--- start ---

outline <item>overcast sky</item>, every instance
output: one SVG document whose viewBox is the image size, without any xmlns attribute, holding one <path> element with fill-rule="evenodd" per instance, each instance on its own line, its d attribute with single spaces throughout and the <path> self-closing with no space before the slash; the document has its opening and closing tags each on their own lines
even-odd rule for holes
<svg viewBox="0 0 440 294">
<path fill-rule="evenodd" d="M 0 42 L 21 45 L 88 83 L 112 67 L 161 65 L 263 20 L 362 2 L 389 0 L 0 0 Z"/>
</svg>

--- end ---

## WHAT IS REQUIRED
Could you rewrite the lines above with "overcast sky" replaced by "cloudy sky" and everything else left unchanged?

## TASK RESPONSE
outline <item>cloudy sky</item>, every instance
output: one SVG document whose viewBox is the image size, without any xmlns attribute, holding one <path> element with fill-rule="evenodd" per instance, each instance on its own line, its d attribute with single spaces throughout and the <path> self-closing with no space before the slash; the document has its opening and closing tags each on their own lines
even-odd rule for holes
<svg viewBox="0 0 440 294">
<path fill-rule="evenodd" d="M 0 42 L 21 45 L 88 83 L 112 67 L 161 65 L 263 20 L 362 2 L 389 0 L 0 0 Z"/>
</svg>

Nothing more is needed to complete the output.